Photo object pointing records:
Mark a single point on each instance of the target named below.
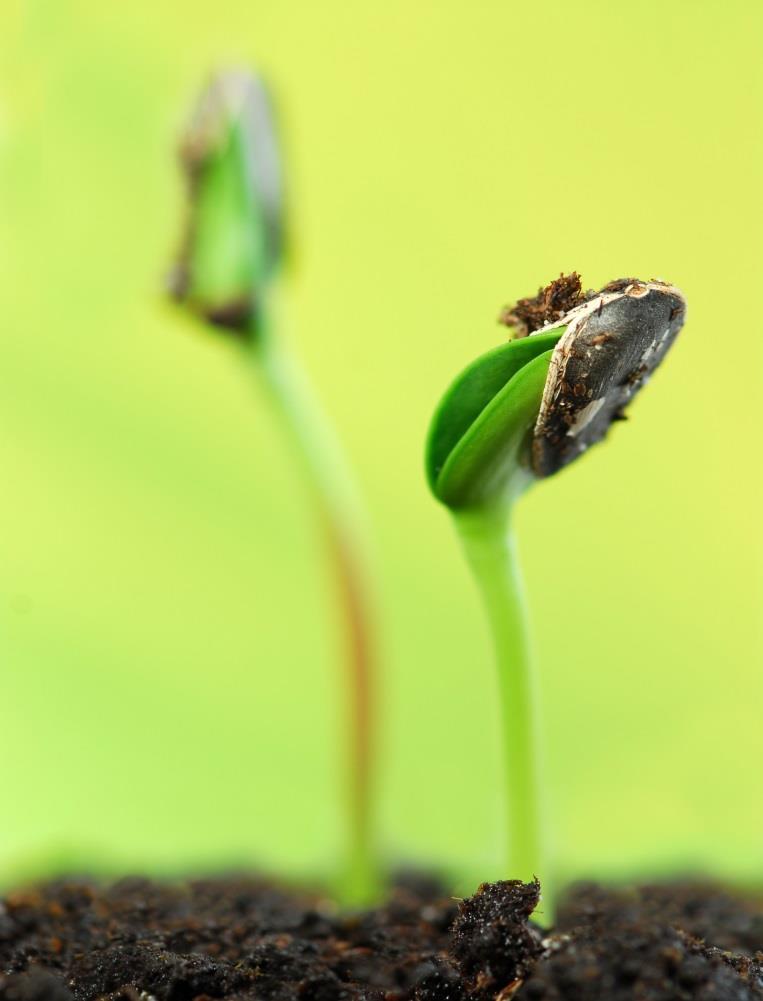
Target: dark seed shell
(612, 344)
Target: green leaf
(233, 236)
(475, 440)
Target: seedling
(518, 414)
(226, 276)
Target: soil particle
(551, 303)
(243, 939)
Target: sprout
(225, 275)
(233, 237)
(518, 414)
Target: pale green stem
(325, 476)
(489, 546)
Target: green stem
(490, 550)
(324, 473)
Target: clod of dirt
(247, 940)
(549, 305)
(494, 943)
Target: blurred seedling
(225, 275)
(518, 414)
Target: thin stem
(325, 476)
(490, 550)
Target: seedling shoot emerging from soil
(517, 414)
(225, 275)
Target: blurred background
(170, 693)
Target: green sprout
(518, 414)
(226, 275)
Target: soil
(239, 938)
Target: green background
(170, 698)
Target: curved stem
(490, 550)
(324, 473)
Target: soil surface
(239, 938)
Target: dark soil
(238, 938)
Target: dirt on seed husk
(551, 303)
(246, 939)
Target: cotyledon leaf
(473, 390)
(491, 461)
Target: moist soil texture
(242, 938)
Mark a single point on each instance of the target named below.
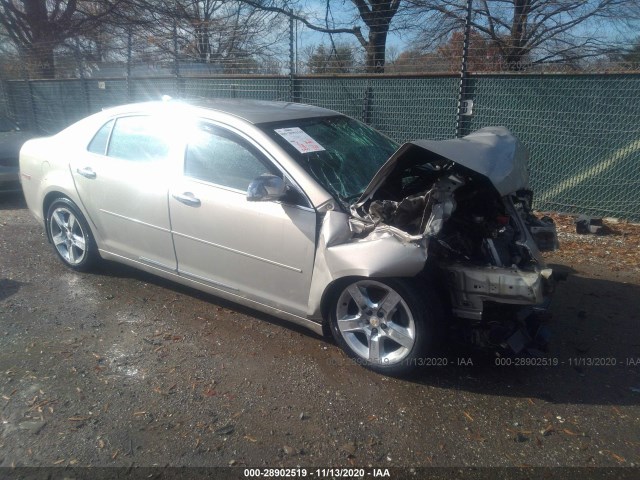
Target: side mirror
(266, 188)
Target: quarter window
(99, 143)
(219, 157)
(140, 138)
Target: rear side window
(139, 138)
(99, 143)
(216, 156)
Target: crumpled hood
(492, 152)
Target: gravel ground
(118, 368)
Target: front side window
(217, 156)
(139, 138)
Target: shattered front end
(467, 203)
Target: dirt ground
(118, 368)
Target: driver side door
(263, 251)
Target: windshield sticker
(299, 139)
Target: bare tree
(37, 27)
(376, 15)
(530, 32)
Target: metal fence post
(366, 104)
(462, 124)
(129, 53)
(176, 61)
(83, 79)
(293, 95)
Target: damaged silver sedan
(307, 215)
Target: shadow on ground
(595, 349)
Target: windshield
(342, 154)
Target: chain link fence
(579, 116)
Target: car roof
(252, 111)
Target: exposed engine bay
(478, 230)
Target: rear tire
(71, 236)
(386, 325)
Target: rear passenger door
(259, 250)
(123, 183)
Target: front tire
(385, 324)
(71, 236)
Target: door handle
(86, 172)
(188, 199)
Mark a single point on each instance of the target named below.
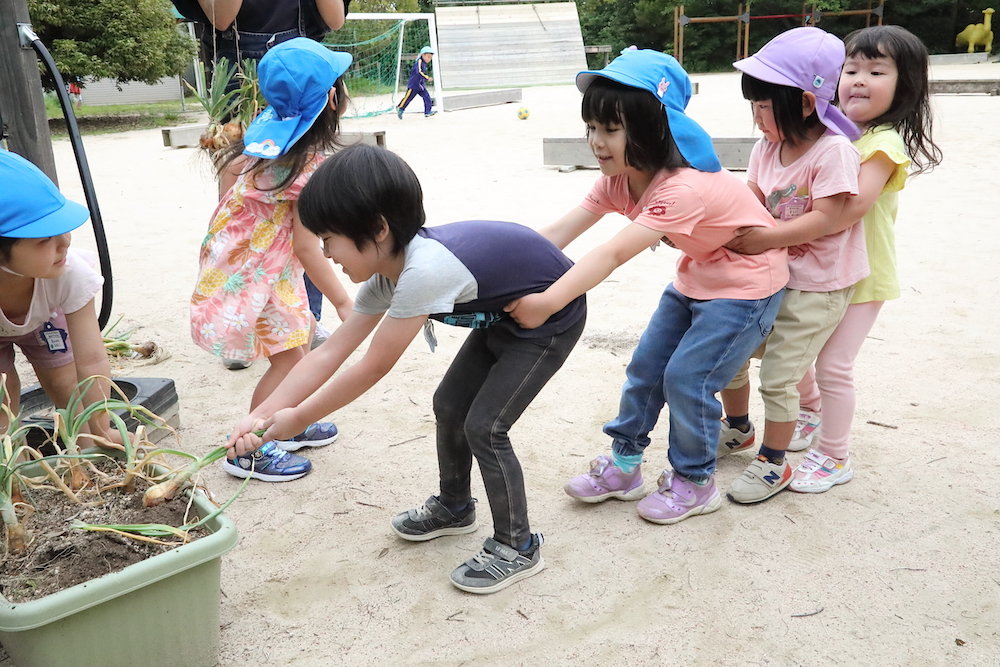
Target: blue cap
(295, 78)
(31, 207)
(662, 76)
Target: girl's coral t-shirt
(699, 212)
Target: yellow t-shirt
(882, 284)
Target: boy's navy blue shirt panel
(474, 266)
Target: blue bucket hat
(31, 206)
(295, 77)
(662, 76)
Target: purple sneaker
(678, 498)
(605, 480)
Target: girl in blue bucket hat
(660, 171)
(47, 292)
(249, 302)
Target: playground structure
(743, 19)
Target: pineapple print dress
(250, 301)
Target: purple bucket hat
(809, 59)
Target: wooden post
(22, 106)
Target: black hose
(88, 182)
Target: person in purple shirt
(417, 85)
(366, 204)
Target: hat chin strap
(13, 273)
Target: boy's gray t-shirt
(475, 266)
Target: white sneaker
(819, 473)
(806, 430)
(761, 480)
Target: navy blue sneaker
(315, 435)
(268, 463)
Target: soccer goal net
(384, 47)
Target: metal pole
(22, 104)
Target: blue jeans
(690, 350)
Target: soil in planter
(60, 556)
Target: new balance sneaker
(731, 439)
(806, 430)
(677, 498)
(432, 519)
(497, 566)
(315, 435)
(761, 480)
(268, 463)
(819, 473)
(605, 480)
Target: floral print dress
(250, 301)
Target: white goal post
(432, 31)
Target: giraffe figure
(978, 33)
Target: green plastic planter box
(161, 612)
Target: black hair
(786, 104)
(649, 146)
(323, 135)
(910, 111)
(356, 189)
(6, 247)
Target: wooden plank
(22, 106)
(481, 98)
(188, 135)
(733, 152)
(987, 86)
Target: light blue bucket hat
(664, 77)
(295, 77)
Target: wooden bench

* WHAT TO WORK ON *
Replace "a single point" with "one point" throughout all of the records above, keep every other line unchanged, and leave out the pictures.

* RESULT FOR THIS TASK *
Mark one point on each instance of the target named below.
Target: dark seed shell
(612, 344)
Target: green leaf
(233, 236)
(475, 440)
Target: seedling
(518, 414)
(226, 276)
Target: soil particle
(551, 303)
(243, 939)
Target: sprout
(225, 275)
(233, 237)
(518, 414)
Target: pale green stem
(325, 476)
(489, 546)
Target: green stem
(490, 550)
(324, 473)
Target: clod of dirt
(247, 940)
(549, 305)
(494, 943)
Target: blurred seedling
(225, 275)
(518, 414)
Target: thin stem
(325, 476)
(490, 550)
Target: seedling shoot emerging from soil
(517, 414)
(225, 275)
Target: blurred background
(170, 693)
Target: green sprout
(518, 414)
(226, 275)
Target: soil
(239, 938)
Target: green background
(170, 698)
Target: curved stem
(490, 550)
(324, 473)
Target: soil surface
(239, 938)
Target: dark soil
(238, 938)
Target: dirt on seed husk
(551, 303)
(246, 939)
Target: cotyledon leaf
(473, 390)
(491, 461)
Target: moist soil texture
(242, 938)
Mark one point on each instance of the target named below.
Target: side mirror
(266, 188)
Target: quarter window
(99, 143)
(219, 157)
(140, 138)
Target: rear side window
(139, 138)
(99, 143)
(216, 156)
Target: crumpled hood
(492, 152)
Target: gravel ground
(118, 368)
Target: front side window
(217, 156)
(139, 138)
Target: shattered front end
(467, 203)
Target: dirt ground
(118, 368)
Target: driver side door
(263, 251)
Target: windshield sticker
(299, 139)
Target: bare tree
(37, 27)
(376, 15)
(530, 32)
Target: metal fence post
(366, 104)
(462, 124)
(129, 53)
(176, 61)
(83, 79)
(293, 95)
Target: damaged silver sedan
(307, 215)
Target: shadow on ground
(595, 349)
Target: windshield
(342, 154)
Target: chain link fence
(579, 116)
Target: car roof
(252, 111)
Target: exposed engine bay
(478, 230)
Target: rear tire
(71, 236)
(386, 325)
Target: rear passenger door
(259, 250)
(123, 183)
Target: front tire
(385, 324)
(71, 236)
Target: door handle
(86, 172)
(188, 199)
Mark one point on each instance of the target named below.
Target: blue cap
(295, 78)
(31, 207)
(662, 76)
Target: girl's coral t-shirt
(699, 212)
Target: yellow t-shirt
(882, 284)
Target: boy's navy blue shirt panel
(474, 266)
Target: blue bucket hat
(31, 206)
(295, 77)
(662, 76)
Target: purple sneaker
(678, 498)
(605, 480)
Target: girl in blue bucket hat
(660, 171)
(47, 292)
(249, 302)
Target: playground structure
(743, 19)
Target: pineapple print dress
(250, 301)
Target: purple bucket hat
(809, 59)
Target: wooden post
(22, 106)
Target: black hose
(88, 182)
Target: person in purple shirt
(417, 85)
(366, 204)
Target: hat chin strap
(13, 273)
Target: boy's gray t-shirt
(475, 266)
Target: white sneaker
(819, 473)
(806, 430)
(761, 480)
Target: navy blue sneaker
(315, 435)
(268, 463)
Target: soccer goal net
(384, 47)
Target: metal pole
(22, 104)
Target: blue jeans
(690, 350)
Target: soil in planter
(60, 556)
Target: new balance sneaker
(731, 439)
(806, 430)
(677, 498)
(432, 519)
(497, 566)
(315, 435)
(761, 480)
(268, 463)
(819, 473)
(605, 480)
Target: floral print dress
(250, 301)
Target: white goal post
(432, 31)
Target: giraffe figure
(978, 33)
Target: green plastic planter box
(161, 612)
Target: black hair
(786, 104)
(649, 146)
(323, 135)
(910, 111)
(356, 189)
(6, 247)
Target: wooden plank
(22, 106)
(481, 98)
(188, 135)
(733, 152)
(987, 86)
Target: light blue bucket hat
(664, 77)
(295, 77)
Target: wooden bench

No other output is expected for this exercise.